● JOB: Please count the lines in the listing below that contain the string "blazer" and reply with only that number.

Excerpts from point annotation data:
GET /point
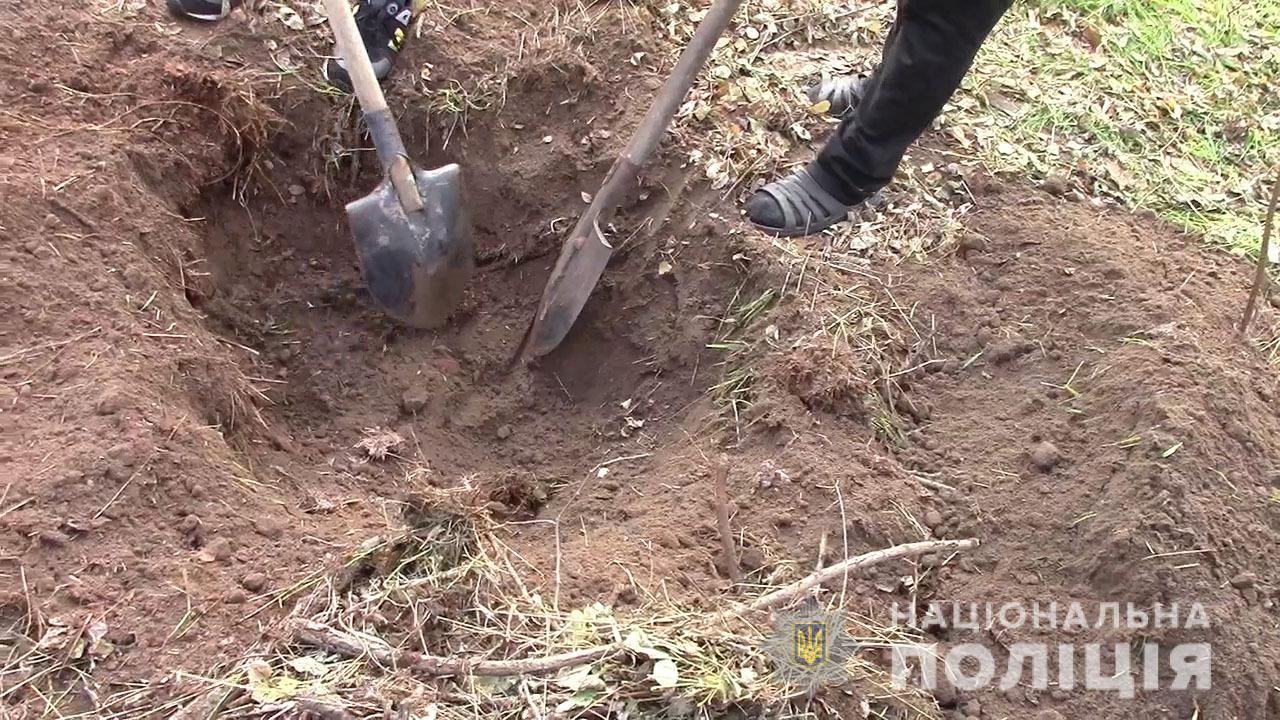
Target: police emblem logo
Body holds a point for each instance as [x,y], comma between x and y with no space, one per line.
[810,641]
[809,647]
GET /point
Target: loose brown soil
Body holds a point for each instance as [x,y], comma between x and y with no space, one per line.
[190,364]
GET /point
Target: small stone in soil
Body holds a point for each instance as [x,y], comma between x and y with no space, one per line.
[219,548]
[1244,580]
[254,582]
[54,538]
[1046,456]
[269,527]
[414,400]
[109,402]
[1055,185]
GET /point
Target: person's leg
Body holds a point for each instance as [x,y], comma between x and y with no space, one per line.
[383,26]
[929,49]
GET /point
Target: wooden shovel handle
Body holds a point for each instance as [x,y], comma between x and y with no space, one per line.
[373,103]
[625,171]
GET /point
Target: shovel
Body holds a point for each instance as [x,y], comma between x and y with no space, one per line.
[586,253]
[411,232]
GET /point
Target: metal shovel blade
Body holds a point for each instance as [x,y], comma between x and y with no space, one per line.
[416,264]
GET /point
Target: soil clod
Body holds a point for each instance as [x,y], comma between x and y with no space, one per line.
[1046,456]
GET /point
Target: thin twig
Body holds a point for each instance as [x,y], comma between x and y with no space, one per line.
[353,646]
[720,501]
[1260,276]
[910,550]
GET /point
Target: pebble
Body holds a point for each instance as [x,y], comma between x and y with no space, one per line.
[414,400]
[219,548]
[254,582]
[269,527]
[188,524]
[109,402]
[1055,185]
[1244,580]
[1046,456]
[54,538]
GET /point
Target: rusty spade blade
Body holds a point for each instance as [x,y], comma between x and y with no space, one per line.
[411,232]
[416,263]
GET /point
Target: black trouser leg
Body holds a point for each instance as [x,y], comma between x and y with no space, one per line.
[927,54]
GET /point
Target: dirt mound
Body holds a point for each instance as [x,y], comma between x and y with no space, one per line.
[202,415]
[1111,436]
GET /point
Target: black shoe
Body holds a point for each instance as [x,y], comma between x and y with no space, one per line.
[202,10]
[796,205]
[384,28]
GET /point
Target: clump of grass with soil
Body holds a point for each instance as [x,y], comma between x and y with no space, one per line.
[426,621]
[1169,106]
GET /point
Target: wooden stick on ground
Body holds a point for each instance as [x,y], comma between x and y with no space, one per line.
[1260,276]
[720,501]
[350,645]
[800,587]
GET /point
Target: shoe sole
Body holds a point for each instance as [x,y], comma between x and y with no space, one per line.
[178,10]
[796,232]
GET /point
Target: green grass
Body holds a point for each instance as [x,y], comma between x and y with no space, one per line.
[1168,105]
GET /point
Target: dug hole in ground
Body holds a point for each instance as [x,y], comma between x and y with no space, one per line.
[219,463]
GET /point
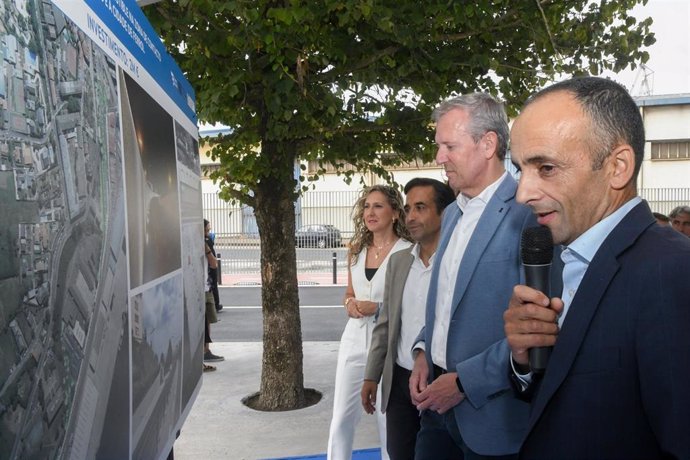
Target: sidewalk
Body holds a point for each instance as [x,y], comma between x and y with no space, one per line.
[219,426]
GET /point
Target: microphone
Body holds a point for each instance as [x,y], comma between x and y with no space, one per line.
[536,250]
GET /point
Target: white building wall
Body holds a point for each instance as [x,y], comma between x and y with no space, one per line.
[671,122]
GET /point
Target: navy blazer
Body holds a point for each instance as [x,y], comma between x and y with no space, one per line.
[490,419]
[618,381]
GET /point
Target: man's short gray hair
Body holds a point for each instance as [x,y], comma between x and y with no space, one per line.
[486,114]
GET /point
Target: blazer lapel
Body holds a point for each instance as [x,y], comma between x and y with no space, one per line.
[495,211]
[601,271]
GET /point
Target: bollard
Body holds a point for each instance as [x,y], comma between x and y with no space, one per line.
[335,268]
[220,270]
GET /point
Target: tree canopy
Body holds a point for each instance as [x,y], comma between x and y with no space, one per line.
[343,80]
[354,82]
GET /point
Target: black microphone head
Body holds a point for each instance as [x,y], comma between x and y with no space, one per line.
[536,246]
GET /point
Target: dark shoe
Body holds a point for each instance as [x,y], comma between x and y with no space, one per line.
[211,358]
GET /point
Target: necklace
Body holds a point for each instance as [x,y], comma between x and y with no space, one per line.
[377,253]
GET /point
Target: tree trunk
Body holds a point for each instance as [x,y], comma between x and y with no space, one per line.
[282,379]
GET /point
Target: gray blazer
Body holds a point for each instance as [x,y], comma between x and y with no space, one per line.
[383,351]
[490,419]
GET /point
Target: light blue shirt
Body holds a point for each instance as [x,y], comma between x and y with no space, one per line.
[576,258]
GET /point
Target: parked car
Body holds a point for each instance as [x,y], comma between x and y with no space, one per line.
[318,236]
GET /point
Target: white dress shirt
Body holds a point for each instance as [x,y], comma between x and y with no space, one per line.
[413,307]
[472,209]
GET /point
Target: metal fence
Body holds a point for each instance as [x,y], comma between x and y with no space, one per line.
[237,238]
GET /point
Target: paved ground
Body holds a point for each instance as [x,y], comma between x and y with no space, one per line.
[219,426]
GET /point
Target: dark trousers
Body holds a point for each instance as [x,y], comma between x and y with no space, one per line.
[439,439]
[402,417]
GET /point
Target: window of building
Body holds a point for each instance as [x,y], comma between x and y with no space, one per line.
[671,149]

--

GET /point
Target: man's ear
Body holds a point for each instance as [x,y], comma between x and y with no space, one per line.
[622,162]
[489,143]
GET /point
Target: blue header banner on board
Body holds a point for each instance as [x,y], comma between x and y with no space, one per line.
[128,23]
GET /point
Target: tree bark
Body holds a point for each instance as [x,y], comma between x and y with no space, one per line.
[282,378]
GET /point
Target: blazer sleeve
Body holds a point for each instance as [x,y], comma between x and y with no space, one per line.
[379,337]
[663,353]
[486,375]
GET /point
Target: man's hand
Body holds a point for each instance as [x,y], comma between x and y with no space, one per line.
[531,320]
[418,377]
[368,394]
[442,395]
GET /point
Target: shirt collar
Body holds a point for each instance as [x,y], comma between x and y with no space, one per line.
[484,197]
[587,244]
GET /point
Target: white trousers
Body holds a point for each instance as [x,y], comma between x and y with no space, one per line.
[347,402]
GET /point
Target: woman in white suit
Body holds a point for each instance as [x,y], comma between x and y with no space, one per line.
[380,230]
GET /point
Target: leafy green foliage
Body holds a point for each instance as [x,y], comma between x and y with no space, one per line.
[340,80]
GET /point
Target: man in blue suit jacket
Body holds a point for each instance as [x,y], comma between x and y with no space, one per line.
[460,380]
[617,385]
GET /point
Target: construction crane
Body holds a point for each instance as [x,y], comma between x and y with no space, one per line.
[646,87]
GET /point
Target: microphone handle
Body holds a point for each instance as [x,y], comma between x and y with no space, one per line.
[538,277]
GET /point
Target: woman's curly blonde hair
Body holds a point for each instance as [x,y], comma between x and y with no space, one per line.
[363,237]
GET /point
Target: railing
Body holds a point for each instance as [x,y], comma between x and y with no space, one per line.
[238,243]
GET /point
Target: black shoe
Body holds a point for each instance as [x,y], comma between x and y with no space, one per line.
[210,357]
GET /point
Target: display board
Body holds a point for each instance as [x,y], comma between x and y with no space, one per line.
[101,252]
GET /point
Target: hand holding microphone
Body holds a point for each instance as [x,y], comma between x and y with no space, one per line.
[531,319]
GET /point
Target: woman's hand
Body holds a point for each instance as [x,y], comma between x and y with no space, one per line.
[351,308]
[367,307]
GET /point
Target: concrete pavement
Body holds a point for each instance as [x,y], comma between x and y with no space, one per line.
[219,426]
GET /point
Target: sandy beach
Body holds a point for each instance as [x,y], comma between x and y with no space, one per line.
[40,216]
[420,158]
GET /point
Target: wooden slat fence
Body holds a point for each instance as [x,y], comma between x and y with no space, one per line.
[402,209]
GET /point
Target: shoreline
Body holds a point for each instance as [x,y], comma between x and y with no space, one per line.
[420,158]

---

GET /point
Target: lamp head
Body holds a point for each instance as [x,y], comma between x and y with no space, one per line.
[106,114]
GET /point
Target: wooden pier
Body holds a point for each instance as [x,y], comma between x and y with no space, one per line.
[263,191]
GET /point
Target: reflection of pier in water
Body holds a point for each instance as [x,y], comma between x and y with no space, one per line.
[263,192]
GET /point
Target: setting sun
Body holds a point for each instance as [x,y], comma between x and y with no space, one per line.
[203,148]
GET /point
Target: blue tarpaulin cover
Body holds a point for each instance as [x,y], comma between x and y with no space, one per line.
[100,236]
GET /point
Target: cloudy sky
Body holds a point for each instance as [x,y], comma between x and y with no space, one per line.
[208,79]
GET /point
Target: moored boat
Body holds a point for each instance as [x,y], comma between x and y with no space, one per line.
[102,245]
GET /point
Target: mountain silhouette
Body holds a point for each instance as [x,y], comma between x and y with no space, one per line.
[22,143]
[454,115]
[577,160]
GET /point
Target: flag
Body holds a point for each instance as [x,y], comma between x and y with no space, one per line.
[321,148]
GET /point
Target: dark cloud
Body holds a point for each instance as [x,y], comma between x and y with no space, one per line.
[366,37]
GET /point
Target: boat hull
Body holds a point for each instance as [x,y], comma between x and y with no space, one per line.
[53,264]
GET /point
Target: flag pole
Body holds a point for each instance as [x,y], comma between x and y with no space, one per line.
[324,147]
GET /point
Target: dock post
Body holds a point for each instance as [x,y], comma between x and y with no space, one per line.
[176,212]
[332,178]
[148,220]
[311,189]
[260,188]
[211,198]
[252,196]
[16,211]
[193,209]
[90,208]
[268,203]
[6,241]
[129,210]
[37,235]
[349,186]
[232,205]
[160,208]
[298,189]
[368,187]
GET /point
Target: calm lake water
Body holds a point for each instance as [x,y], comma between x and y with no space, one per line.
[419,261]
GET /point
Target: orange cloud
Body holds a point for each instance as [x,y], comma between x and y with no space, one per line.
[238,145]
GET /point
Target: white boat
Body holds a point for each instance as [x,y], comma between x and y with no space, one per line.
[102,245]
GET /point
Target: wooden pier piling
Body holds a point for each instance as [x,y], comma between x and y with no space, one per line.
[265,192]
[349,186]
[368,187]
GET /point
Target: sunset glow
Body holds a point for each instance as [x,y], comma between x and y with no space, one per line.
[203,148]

● OUTPUT: 4